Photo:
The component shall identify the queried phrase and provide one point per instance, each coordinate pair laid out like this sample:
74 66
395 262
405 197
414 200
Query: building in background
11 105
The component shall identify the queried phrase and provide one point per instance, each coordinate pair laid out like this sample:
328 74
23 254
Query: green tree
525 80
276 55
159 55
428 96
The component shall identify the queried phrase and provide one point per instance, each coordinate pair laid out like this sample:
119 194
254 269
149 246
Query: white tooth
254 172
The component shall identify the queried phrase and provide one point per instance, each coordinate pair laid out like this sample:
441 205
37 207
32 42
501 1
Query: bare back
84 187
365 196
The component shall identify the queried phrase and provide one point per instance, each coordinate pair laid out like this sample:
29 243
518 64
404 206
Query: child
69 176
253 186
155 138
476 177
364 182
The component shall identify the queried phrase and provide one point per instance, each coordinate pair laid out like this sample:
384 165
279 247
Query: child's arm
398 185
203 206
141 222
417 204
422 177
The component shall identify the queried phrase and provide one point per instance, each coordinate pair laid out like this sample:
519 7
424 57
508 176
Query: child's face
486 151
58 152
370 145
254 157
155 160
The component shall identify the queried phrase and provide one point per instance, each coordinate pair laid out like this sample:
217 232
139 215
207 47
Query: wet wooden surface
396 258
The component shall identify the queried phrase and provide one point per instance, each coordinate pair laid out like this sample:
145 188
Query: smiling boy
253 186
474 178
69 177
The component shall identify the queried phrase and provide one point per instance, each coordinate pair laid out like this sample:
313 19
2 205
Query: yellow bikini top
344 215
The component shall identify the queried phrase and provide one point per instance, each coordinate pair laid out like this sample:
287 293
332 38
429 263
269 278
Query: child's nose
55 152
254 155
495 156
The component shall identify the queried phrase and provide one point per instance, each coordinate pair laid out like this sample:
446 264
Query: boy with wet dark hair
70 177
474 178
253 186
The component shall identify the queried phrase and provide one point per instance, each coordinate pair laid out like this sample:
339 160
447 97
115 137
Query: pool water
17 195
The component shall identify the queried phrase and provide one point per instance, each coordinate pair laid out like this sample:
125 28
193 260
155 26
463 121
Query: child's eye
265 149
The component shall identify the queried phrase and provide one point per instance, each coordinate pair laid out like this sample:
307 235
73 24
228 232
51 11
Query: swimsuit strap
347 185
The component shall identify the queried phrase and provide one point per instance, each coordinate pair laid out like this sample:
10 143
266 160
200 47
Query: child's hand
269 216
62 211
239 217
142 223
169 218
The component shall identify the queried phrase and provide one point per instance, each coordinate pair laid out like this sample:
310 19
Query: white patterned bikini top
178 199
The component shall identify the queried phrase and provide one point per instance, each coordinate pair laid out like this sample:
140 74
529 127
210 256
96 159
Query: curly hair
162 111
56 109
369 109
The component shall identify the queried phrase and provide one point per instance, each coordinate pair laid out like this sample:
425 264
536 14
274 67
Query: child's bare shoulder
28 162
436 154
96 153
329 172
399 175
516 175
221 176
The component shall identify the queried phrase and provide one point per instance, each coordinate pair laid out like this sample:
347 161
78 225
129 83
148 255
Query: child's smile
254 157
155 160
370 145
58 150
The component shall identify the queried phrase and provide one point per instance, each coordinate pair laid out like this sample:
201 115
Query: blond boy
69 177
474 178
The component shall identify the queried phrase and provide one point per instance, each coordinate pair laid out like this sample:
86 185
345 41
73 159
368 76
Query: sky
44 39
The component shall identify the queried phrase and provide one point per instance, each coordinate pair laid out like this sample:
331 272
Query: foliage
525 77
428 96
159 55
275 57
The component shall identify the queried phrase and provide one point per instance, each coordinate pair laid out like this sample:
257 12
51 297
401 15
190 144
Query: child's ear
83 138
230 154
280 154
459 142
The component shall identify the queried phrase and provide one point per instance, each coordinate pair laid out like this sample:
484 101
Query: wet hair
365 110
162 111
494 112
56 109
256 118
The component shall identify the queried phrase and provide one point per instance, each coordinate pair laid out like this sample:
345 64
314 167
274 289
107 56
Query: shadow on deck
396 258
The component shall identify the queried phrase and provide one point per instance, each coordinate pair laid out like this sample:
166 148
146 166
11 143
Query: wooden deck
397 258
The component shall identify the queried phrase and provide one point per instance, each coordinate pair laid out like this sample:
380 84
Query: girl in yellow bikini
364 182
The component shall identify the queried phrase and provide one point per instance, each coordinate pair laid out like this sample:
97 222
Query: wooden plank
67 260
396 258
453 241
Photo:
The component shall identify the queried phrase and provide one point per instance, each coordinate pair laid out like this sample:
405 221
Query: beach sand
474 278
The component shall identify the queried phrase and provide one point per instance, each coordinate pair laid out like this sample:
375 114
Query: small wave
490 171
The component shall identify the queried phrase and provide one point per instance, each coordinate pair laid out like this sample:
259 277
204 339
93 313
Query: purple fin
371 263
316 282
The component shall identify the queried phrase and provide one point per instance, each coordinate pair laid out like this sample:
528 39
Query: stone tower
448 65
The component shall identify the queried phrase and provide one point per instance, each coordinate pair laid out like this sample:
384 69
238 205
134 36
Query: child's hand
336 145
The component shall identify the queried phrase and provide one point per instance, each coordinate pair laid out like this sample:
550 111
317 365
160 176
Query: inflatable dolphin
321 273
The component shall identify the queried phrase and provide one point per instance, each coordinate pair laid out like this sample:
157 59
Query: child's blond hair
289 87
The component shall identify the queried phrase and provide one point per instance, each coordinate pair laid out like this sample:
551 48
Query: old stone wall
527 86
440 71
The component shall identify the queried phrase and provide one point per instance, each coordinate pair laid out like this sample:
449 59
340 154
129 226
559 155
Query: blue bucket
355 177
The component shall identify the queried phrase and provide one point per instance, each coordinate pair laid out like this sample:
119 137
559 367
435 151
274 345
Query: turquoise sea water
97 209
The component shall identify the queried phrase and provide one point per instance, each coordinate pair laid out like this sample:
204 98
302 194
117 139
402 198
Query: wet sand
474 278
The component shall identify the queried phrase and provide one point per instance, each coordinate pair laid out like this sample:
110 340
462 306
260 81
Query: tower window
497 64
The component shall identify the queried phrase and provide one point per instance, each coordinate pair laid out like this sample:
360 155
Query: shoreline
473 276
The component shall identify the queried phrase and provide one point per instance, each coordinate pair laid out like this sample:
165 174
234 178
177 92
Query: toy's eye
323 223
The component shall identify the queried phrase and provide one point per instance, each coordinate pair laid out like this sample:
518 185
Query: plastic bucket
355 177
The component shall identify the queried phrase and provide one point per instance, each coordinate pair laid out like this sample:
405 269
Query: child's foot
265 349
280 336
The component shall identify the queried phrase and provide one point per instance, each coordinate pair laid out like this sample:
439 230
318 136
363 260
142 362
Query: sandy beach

--------

**WHAT THE TASK ASKS:**
Would you print all of the material above exactly as written?

**RESULT BELOW:**
Photo:
The component shall identify the queried phrase and provide one point per instance, each coordinate pair laid out like this sample:
74 66
395 262
405 197
414 200
Query: building in background
11 105
The component shall identify the queried phrase and provide one point per instance, each coordinate pair laid out like this sample:
328 74
23 254
Query: green tree
525 80
276 55
159 55
428 96
The component shall identify the queried phrase and provide one point per instance, each coordinate pair laid out like this sample:
119 194
254 269
149 246
Query: white tooth
254 172
The component shall identify the queried phrase and provide one point per instance, each coordinate pair laid out like this sample:
441 205
37 207
32 42
501 1
Query: bare back
84 187
365 196
The component shall identify the queried phrase and provide one point per instance, each coordinate pair laid out like this sample:
29 243
518 64
404 206
Query: child
69 176
253 186
155 138
476 177
364 182
The component shall identify the queried phrase and provide one point per instance, each coordinate pair laid out like this sample:
384 165
279 247
Query: child's arm
398 185
203 206
141 222
417 204
422 177
The component shall identify the queried phrase and provide one point per instance, each coordinate pair laid out like this sample:
519 7
424 57
508 176
Query: child's face
486 151
58 152
370 145
254 157
155 160
The component shall identify the queried phrase and provide one point per instance, each coordinate pair laid out like this sample:
217 232
139 215
207 47
Query: wet wooden surface
396 258
The component shall identify the queried phrase and provide one point per instance, each coordinate pair laid out like this sample:
145 188
Query: smiling boy
253 186
474 178
69 177
The component shall identify the queried phrase and provide one point per instance, each coordinate pair laid out like this sample:
313 19
2 205
Query: yellow bikini top
344 215
The component shall identify the queried phrase and provide one point per instance, each coordinate pair laid out like this sample:
287 293
332 38
429 263
269 278
Query: child's nose
55 152
254 155
495 156
The component shall identify the queried phrase and provide one point per instance, each coordinate pair laid out like this sample:
446 264
Query: boy with wet dark hair
70 177
474 178
253 186
The component shall identify the queried phrase and provide one point per instance, each coordinate pair laid out like this sample:
339 160
447 97
115 137
Query: pool water
17 195
The component shall identify the queried phrase and provide one point per instance, each coordinate pair laid out like this sample:
125 28
193 260
155 26
463 121
Query: child's eye
265 149
The component shall identify the queried phrase and provide one point per instance, each coordinate pair laid out like this sample:
307 235
73 24
228 232
51 11
Query: swimsuit strap
347 185
The component shall identify the queried phrase and provide one point per instance, each coordinate pair laid out like this sample:
10 143
266 160
200 47
Query: child's hand
269 216
62 211
239 217
142 223
169 218
The component shall identify the queried phrase and provide one point per instance, each coordinate pair laid out like this sample:
310 19
Query: white patterned bikini top
178 199
The component shall identify the queried phrase and provide one point per instance, each coordinate pair laid out like this sample:
140 74
529 127
210 256
96 159
Query: curly hair
162 111
56 109
369 109
The component shall identify the queried phrase and provide one point per instance, each coordinate pair laid out like this sample:
425 264
536 14
274 67
Query: child's bare shoulder
28 162
436 154
96 153
329 172
399 175
516 175
221 176
The component shall identify the queried phrase and provide one point per instance, each coordinate pair laid out like this sample:
347 161
78 225
129 83
148 255
Query: child's smile
254 157
155 160
370 145
58 150
The component shall identify the queried phrase and provide one point per instance, each coordinate pair laid out like this sample:
201 115
Query: blond boy
69 177
474 178
The component shall identify the queried phrase and provide one point per instance, each coordinate pair laid out like this sample:
86 185
345 41
73 159
368 76
Query: sky
44 39
The component shall identify the queried phrase and provide one point per instance, each coordinate pair laid out like this sample:
331 272
Query: foliage
525 77
428 96
159 55
275 57
The component shall identify the queried phrase and provide one point per instance, each coordinate pair laid out like this sample:
257 12
51 297
401 15
190 144
Query: child's ear
83 138
230 154
280 154
459 142
The component shall identify the queried phrase and provide one point per instance, each coordinate pair laid out like this sample:
484 101
Query: wet hair
365 110
162 111
494 112
56 109
256 118
The component shall identify the queried phrase and provide one point per instance, each coordinate pair laid out like this sample:
345 64
314 167
274 289
107 56
Query: shadow on deck
396 258
The component shall identify the queried phrase and provide one point per instance, each coordinate pair laid out like this sample:
166 148
146 166
11 143
Query: wooden deck
397 258
The component shall identify the queried phrase and provide one point per instance, each coordinate pair laid out like this sample:
380 84
Query: girl in yellow bikini
364 182
The component shall identify the queried phrase and provide one point per instance, each coordinate pair laid out like this sample:
97 222
Query: wooden plank
67 260
396 258
453 241
Photo:
The component shall identify the queried phrase and provide one point per instance, each coordinate pair laid out like this sample:
405 221
Query: beach sand
474 278
The component shall identify the queried phrase and provide one point per instance, each coordinate pair laid out like this sample:
375 114
Query: small wave
490 171
The component shall identify the queried phrase and provide one point per instance, each coordinate pair laid out like this sample:
259 277
204 339
93 313
Query: purple fin
371 263
316 282
The component shall identify the queried phrase and provide one point per instance, each coordinate pair laid out like this sample:
528 39
Query: stone tower
448 65
The component shall identify the queried phrase and provide one point per instance, each coordinate pair laid out like this sample:
384 69
238 205
134 36
Query: child's hand
336 145
The component shall identify the queried phrase and provide one point per instance, each coordinate pair laid out like this sample:
550 111
317 365
160 176
Query: inflatable dolphin
321 273
The component shall identify the queried phrase and provide one point per instance, each coordinate pair laid out like this sample:
157 59
Query: child's blond hair
289 87
The component shall identify the queried phrase and provide one point per instance, each coordinate pair laid out like this sample:
551 48
Query: old stone wall
527 86
440 71
The component shall identify the queried phrase and provide one point per instance, each coordinate pair laid out like this sample:
449 59
340 154
129 226
559 155
Query: blue bucket
355 177
The component shall identify the queried phrase and provide one point per instance, each coordinate pair laid out like this sample:
119 137
559 367
435 151
274 345
Query: turquoise sea water
97 209
The component shall identify the queried phrase and provide one point per instance, each coordinate pair laid out like this sample:
204 98
302 194
117 139
402 198
Query: wet sand
474 278
The component shall identify the queried phrase and provide one point per instance, each coordinate pair laid out like this sample:
110 340
462 306
260 81
Query: tower window
497 64
The component shall identify the queried phrase and provide one point per instance, each coordinate pair laid out like this sample:
360 155
Query: shoreline
473 276
The component shall identify the queried phrase and provide one point per instance, each coordinate pair laid out like this sample:
165 174
234 178
177 92
Query: toy's eye
323 223
The component shall identify the queried phrase and provide one point per instance, each coordinate pair laid out like this sample:
518 185
Query: plastic bucket
355 177
The component shall identify the queried phrase and provide one point per instance, each coordinate pair laid out like this sample:
405 269
Query: child's foot
265 349
280 336
The component shall identify the queried phrase and provide one point per instance, each coordinate pair laid out like this sample:
439 230
318 136
363 260
142 362
Query: sandy beach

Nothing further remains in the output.